§ **Short exercise**
Copy the entries below word for word, covering the stretch from the very first line through the line that contains "pixel 283 607". Leave the pictures out.

-- begin Information given --

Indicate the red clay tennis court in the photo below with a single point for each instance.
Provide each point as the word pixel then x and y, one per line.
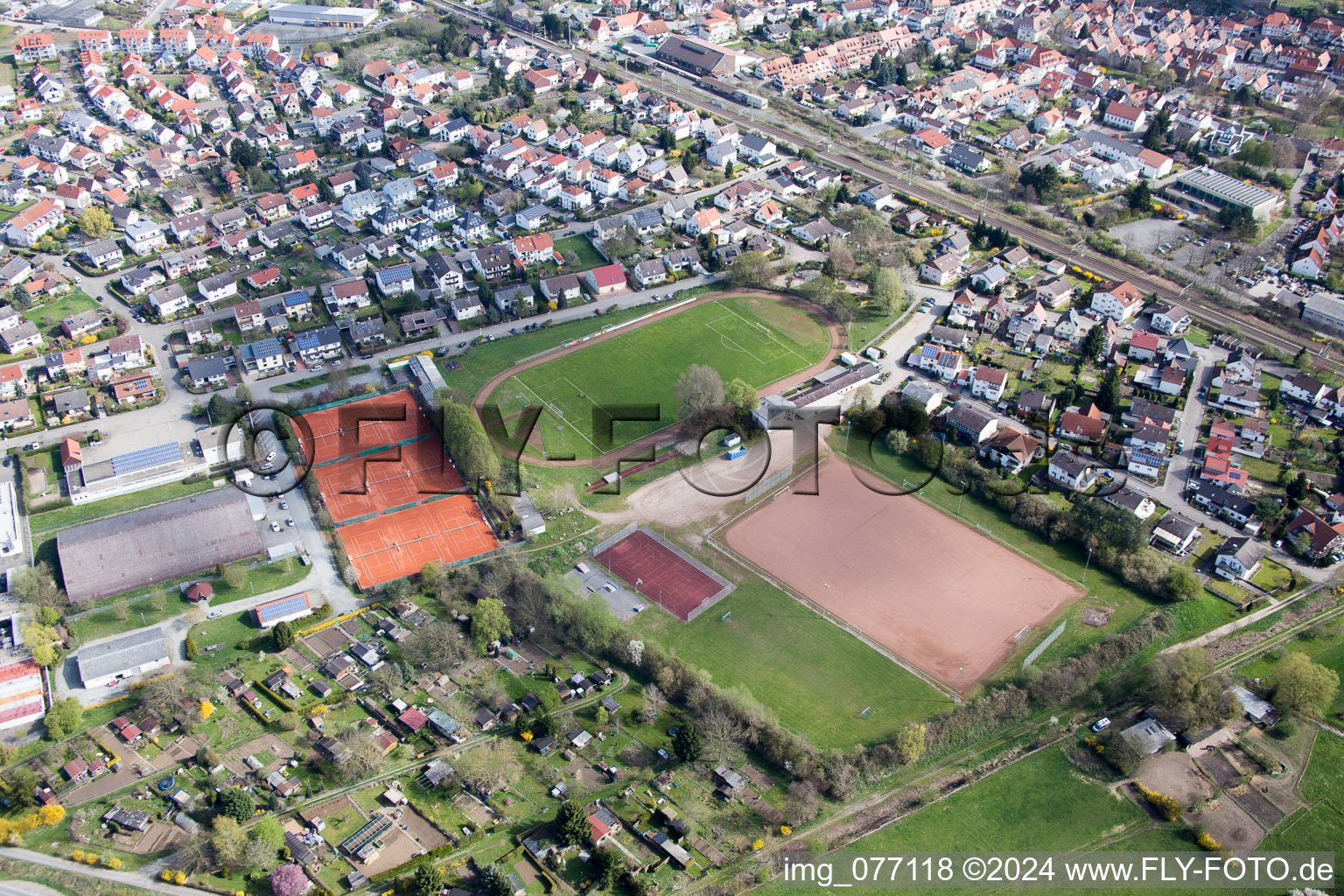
pixel 663 575
pixel 399 544
pixel 339 431
pixel 399 476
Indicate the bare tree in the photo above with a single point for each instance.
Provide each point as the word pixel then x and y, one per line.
pixel 699 388
pixel 531 602
pixel 721 731
pixel 363 757
pixel 494 584
pixel 654 700
pixel 489 766
pixel 437 647
pixel 386 679
pixel 193 856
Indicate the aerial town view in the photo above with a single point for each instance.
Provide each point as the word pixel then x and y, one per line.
pixel 536 448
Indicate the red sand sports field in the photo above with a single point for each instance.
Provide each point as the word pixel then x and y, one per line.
pixel 399 476
pixel 332 438
pixel 660 574
pixel 920 584
pixel 391 546
pixel 399 544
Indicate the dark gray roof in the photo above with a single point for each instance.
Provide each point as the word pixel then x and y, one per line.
pixel 124 653
pixel 158 543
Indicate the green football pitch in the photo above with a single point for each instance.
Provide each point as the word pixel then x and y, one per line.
pixel 759 340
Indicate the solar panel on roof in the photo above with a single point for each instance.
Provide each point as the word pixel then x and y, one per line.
pixel 145 458
pixel 283 607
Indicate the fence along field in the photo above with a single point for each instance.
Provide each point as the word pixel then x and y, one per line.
pixel 759 340
pixel 922 584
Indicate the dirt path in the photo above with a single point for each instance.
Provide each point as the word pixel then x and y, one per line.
pixel 834 331
pixel 682 500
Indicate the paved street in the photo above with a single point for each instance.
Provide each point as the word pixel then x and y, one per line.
pixel 144 878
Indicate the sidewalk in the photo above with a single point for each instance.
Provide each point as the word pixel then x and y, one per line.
pixel 130 878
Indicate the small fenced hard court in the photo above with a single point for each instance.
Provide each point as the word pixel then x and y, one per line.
pixel 339 431
pixel 398 476
pixel 398 544
pixel 662 572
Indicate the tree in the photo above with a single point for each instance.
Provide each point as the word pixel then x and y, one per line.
pixel 1110 389
pixel 489 624
pixel 897 441
pixel 699 388
pixel 721 731
pixel 95 223
pixel 1180 584
pixel 571 823
pixel 1304 685
pixel 290 880
pixel 887 289
pixel 1156 135
pixel 804 802
pixel 269 832
pixel 494 881
pixel 687 743
pixel 488 767
pixel 258 855
pixel 910 743
pixel 468 444
pixel 1140 196
pixel 235 577
pixel 228 840
pixel 398 590
pixel 608 866
pixel 741 396
pixel 43 642
pixel 429 880
pixel 1298 486
pixel 654 700
pixel 1268 511
pixel 284 635
pixel 235 803
pixel 436 647
pixel 23 783
pixel 361 758
pixel 1043 178
pixel 1238 220
pixel 243 155
pixel 839 261
pixel 65 719
pixel 752 269
pixel 1095 343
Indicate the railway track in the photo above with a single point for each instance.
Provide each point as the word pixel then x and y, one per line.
pixel 1037 238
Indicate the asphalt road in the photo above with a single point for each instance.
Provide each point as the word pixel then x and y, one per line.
pixel 847 158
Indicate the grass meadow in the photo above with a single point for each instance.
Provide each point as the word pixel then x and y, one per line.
pixel 1321 825
pixel 754 339
pixel 816 677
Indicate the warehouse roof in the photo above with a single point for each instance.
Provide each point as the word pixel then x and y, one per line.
pixel 120 654
pixel 158 543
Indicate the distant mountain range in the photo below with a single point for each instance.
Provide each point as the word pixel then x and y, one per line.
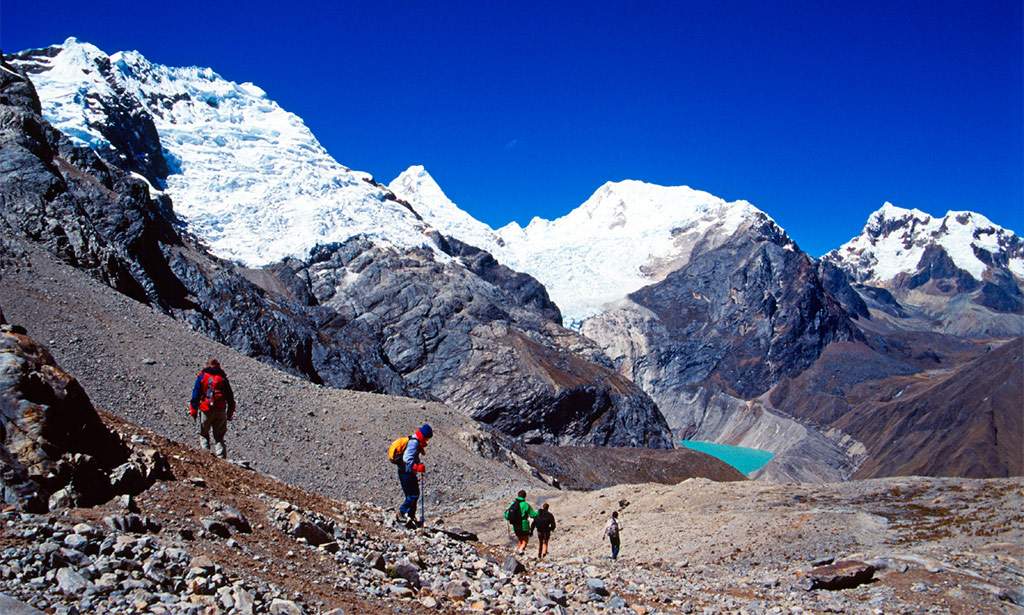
pixel 673 297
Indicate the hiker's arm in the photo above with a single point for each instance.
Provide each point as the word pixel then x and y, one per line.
pixel 197 392
pixel 229 396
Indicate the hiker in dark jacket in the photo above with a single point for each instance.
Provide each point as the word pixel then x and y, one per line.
pixel 518 515
pixel 544 524
pixel 212 396
pixel 408 469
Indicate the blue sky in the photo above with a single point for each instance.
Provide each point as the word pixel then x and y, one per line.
pixel 817 113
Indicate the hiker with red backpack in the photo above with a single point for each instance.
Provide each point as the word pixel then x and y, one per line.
pixel 213 398
pixel 404 452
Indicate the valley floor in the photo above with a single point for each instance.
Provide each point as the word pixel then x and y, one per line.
pixel 940 545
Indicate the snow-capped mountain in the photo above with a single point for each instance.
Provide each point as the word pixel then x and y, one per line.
pixel 248 177
pixel 895 239
pixel 627 235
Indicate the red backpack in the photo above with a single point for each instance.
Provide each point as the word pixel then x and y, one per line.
pixel 214 395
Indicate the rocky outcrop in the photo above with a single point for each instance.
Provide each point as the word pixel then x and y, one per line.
pixel 54 449
pixel 462 340
pixel 914 414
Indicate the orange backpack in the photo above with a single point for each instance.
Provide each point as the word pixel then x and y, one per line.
pixel 397 449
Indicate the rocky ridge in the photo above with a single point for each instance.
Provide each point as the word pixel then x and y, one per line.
pixel 958 274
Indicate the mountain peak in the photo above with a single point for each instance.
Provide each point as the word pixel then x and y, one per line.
pixel 248 177
pixel 894 239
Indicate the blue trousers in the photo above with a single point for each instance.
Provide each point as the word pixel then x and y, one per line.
pixel 411 487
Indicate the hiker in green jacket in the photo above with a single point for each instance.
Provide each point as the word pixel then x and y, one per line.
pixel 518 515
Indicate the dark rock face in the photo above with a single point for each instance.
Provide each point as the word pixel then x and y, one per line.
pixel 748 313
pixel 842 575
pixel 963 420
pixel 524 289
pixel 51 436
pixel 468 332
pixel 733 319
pixel 462 340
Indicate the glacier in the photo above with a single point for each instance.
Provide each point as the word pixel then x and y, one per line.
pixel 248 177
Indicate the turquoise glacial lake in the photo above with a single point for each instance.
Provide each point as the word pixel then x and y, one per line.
pixel 743 459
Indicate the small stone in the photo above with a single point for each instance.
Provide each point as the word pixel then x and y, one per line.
pixel 597 586
pixel 842 575
pixel 457 590
pixel 215 527
pixel 284 607
pixel 72 582
pixel 512 565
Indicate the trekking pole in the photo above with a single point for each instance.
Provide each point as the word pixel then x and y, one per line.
pixel 423 496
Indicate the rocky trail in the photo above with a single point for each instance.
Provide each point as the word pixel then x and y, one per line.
pixel 223 538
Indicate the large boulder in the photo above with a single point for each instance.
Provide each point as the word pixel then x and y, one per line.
pixel 50 435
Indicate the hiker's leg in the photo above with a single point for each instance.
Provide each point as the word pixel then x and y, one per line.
pixel 411 487
pixel 219 421
pixel 205 424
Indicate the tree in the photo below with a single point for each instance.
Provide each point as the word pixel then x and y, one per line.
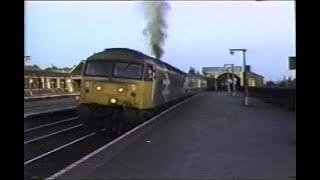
pixel 270 83
pixel 192 71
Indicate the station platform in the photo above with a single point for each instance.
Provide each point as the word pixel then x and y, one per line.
pixel 44 104
pixel 212 135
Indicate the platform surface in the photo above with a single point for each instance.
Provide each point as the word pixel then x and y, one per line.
pixel 210 136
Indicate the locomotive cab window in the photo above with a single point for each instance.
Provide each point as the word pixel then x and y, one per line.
pixel 97 68
pixel 128 70
pixel 149 73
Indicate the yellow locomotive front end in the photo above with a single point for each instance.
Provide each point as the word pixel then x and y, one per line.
pixel 115 89
pixel 113 93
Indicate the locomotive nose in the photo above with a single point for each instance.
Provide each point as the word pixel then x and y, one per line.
pixel 115 94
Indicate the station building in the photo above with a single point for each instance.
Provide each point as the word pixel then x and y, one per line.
pixel 39 82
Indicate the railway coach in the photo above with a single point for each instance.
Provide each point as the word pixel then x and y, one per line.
pixel 121 86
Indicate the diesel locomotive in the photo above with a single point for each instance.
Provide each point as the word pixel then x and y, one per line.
pixel 121 86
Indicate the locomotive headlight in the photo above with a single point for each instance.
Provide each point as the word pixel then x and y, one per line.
pixel 113 100
pixel 98 88
pixel 133 87
pixel 120 90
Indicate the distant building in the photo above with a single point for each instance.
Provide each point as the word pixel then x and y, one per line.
pixel 38 81
pixel 221 74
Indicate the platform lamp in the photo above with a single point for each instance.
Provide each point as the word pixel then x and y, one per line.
pixel 233 78
pixel 244 76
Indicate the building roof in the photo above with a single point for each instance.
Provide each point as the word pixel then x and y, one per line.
pixel 28 72
pixel 32 68
pixel 76 71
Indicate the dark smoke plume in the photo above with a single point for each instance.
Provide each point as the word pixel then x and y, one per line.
pixel 156 28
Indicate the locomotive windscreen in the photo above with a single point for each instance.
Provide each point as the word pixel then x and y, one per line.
pixel 99 69
pixel 114 69
pixel 128 70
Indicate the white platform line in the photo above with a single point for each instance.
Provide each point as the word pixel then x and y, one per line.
pixel 57 149
pixel 68 168
pixel 49 111
pixel 57 132
pixel 46 125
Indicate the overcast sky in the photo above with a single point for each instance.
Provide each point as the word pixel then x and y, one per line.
pixel 199 33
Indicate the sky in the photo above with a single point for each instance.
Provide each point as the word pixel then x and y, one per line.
pixel 199 34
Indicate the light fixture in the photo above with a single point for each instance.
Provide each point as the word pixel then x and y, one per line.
pixel 98 88
pixel 113 100
pixel 120 90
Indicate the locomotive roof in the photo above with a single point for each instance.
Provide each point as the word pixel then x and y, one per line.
pixel 126 53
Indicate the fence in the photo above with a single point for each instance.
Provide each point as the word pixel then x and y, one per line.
pixel 41 92
pixel 285 97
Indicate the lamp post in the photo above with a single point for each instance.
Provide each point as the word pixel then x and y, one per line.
pixel 244 76
pixel 233 77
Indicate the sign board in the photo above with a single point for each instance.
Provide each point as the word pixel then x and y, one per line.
pixel 292 63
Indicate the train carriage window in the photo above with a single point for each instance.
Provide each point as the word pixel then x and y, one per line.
pixel 128 70
pixel 149 73
pixel 96 68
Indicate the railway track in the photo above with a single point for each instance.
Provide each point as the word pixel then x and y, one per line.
pixel 50 147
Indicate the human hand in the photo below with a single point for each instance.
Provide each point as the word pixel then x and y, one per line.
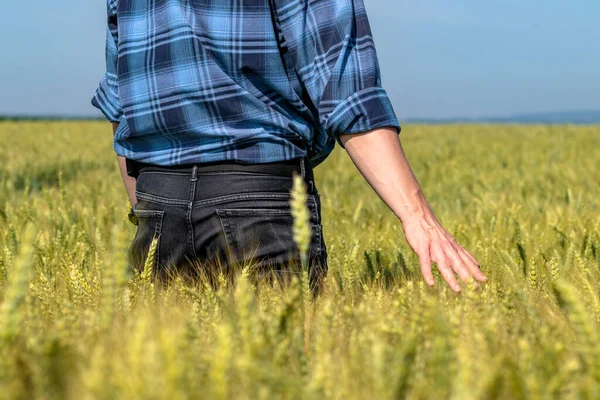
pixel 431 242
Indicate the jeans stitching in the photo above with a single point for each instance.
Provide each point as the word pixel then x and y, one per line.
pixel 160 200
pixel 191 241
pixel 245 196
pixel 225 225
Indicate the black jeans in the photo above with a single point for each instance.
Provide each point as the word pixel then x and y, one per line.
pixel 210 222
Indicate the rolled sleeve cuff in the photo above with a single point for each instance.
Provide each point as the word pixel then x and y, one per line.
pixel 365 110
pixel 105 100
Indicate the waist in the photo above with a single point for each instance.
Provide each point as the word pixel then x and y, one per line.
pixel 286 168
pixel 199 182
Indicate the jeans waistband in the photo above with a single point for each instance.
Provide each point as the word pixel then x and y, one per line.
pixel 286 168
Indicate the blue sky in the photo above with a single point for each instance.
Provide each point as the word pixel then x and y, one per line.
pixel 438 58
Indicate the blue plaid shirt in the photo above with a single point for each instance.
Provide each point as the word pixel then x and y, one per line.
pixel 253 81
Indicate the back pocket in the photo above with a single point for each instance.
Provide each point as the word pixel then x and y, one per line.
pixel 263 235
pixel 149 227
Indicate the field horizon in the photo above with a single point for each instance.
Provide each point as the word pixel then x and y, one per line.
pixel 77 323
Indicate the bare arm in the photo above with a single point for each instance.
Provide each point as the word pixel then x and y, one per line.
pixel 127 180
pixel 379 156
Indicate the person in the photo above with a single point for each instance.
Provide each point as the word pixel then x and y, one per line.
pixel 215 106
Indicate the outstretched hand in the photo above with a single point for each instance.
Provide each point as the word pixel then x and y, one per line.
pixel 431 242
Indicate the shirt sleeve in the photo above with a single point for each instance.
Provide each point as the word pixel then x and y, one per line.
pixel 333 52
pixel 106 97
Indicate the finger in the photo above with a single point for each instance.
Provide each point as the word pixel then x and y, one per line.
pixel 457 263
pixel 446 271
pixel 425 260
pixel 470 256
pixel 472 266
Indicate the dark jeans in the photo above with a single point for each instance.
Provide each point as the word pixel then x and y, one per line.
pixel 212 222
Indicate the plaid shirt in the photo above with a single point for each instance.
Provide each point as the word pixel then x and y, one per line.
pixel 253 81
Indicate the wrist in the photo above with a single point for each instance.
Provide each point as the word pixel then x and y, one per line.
pixel 413 207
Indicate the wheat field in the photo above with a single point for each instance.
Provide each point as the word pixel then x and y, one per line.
pixel 76 323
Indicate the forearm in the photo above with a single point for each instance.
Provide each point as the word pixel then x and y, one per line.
pixel 127 180
pixel 379 156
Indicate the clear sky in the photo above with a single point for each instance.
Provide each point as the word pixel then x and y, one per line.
pixel 439 58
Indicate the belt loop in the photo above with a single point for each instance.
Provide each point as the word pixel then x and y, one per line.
pixel 302 168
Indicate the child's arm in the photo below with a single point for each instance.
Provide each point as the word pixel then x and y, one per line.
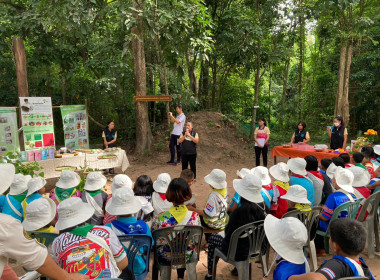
pixel 308 276
pixel 200 212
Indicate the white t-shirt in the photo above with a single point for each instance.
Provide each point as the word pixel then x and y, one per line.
pixel 77 254
pixel 13 244
pixel 178 127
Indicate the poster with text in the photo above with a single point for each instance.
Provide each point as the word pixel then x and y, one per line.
pixel 8 131
pixel 75 127
pixel 37 122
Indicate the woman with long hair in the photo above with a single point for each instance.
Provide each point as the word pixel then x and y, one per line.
pixel 338 134
pixel 261 136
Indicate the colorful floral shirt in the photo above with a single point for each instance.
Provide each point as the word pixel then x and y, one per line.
pixel 166 219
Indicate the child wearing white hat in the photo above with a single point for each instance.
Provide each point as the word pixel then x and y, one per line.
pixel 10 203
pixel 214 215
pixel 252 209
pixel 119 181
pixel 342 182
pixel 65 188
pixel 36 188
pixel 280 173
pixel 296 198
pixel 159 201
pixel 39 216
pixel 83 245
pixel 287 237
pixel 124 206
pixel 361 180
pixel 94 195
pixel 297 167
pixel 347 240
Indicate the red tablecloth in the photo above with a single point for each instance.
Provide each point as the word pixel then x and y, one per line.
pixel 293 153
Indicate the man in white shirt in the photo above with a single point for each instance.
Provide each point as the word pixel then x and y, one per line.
pixel 179 123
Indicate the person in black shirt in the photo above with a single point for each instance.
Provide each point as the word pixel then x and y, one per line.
pixel 348 238
pixel 300 135
pixel 189 141
pixel 109 136
pixel 252 209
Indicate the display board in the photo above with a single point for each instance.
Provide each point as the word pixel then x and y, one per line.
pixel 37 122
pixel 8 131
pixel 75 126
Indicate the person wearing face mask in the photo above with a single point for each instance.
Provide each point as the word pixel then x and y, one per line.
pixel 338 134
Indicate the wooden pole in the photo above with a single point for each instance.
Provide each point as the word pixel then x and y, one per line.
pixel 22 79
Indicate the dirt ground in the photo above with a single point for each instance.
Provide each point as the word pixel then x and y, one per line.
pixel 219 147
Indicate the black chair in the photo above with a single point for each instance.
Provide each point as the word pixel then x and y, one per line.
pixel 256 236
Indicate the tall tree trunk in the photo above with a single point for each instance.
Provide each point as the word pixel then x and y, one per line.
pixel 257 89
pixel 144 136
pixel 300 65
pixel 22 78
pixel 214 75
pixel 347 71
pixel 192 74
pixel 340 90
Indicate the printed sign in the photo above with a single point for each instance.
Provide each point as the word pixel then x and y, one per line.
pixel 37 122
pixel 8 131
pixel 75 126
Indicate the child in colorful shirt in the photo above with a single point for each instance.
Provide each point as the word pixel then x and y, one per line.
pixel 348 238
pixel 178 192
pixel 214 215
pixel 124 205
pixel 10 203
pixel 65 188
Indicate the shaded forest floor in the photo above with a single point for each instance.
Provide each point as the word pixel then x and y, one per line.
pixel 220 147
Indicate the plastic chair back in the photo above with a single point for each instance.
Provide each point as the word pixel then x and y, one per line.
pixel 255 234
pixel 371 202
pixel 309 218
pixel 134 244
pixel 45 238
pixel 177 238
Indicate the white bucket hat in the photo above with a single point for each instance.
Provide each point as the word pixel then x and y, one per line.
pixel 287 237
pixel 280 172
pixel 68 179
pixel 39 213
pixel 376 149
pixel 7 172
pixel 73 211
pixel 95 181
pixel 297 166
pixel 121 181
pixel 344 179
pixel 249 188
pixel 297 194
pixel 162 183
pixel 123 202
pixel 262 173
pixel 217 179
pixel 19 184
pixel 243 172
pixel 330 171
pixel 35 184
pixel 361 176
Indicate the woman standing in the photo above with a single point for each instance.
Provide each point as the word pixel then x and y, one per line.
pixel 262 135
pixel 300 135
pixel 109 137
pixel 338 135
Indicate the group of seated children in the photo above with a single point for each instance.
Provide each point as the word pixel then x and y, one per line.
pixel 90 221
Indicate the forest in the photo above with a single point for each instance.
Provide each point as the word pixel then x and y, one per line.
pixel 284 60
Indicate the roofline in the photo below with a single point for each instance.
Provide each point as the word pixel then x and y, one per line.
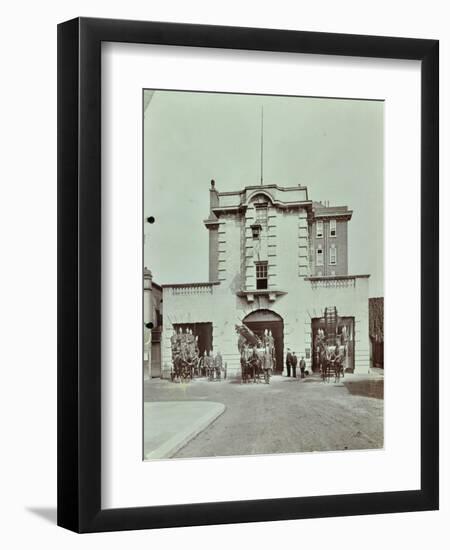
pixel 334 277
pixel 266 186
pixel 184 285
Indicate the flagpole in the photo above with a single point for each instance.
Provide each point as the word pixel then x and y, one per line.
pixel 262 144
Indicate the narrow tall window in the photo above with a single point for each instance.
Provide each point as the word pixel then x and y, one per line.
pixel 332 228
pixel 319 229
pixel 261 214
pixel 333 255
pixel 319 255
pixel 261 275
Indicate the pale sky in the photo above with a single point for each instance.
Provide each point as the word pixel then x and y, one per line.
pixel 332 146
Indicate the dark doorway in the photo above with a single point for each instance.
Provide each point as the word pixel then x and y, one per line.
pixel 262 319
pixel 202 330
pixel 349 324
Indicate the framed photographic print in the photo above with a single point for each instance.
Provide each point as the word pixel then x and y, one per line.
pixel 248 275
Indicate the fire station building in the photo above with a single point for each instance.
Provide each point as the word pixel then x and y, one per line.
pixel 276 261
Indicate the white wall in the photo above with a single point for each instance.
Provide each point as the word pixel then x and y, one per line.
pixel 28 229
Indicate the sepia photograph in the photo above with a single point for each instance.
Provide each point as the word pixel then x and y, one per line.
pixel 263 296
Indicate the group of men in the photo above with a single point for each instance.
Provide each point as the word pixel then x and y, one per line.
pixel 184 345
pixel 291 364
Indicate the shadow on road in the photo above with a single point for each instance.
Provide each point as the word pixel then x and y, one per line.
pixel 366 388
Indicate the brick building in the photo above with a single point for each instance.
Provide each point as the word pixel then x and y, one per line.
pixel 276 261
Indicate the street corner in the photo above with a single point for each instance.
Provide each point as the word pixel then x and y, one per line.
pixel 169 425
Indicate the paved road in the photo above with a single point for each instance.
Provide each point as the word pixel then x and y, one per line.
pixel 286 416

-- end Information given --

§ **Output for this exercise**
Indicate the red clay tennis court in the photo below with a single point for each instance.
Provide each point as the word pixel then x and y, one per line.
pixel 663 575
pixel 399 544
pixel 339 431
pixel 399 476
Indicate the bare tree in the photo above with a single point for each instance.
Provide each point as the word pixel then x and y, one per line.
pixel 699 388
pixel 531 602
pixel 721 731
pixel 363 757
pixel 494 584
pixel 654 700
pixel 489 766
pixel 437 647
pixel 386 679
pixel 193 856
Indicate the aerial town view in the photo above with a single point for each instance.
Provide each point as the word pixel then x and y, one per line.
pixel 536 448
Indicate the red sand sports field in the photo above with a single point for each instance.
Provide each point as the word pixel then x and y, one per line.
pixel 399 476
pixel 332 438
pixel 660 574
pixel 920 584
pixel 391 546
pixel 399 544
Indicate the dark gray roof in the photo above with a single point for each instance.
Provide each point as the word pixel then x and y, one per line.
pixel 124 653
pixel 158 543
Indicate the green football pitch in the photo above with a single point for each instance.
Provide each point as the word pixel then x and y, one per line.
pixel 759 340
Indicate the solar panel on roof in the photo above with a single point for each instance.
Provide each point as the word pixel then x and y, one per line.
pixel 145 458
pixel 283 607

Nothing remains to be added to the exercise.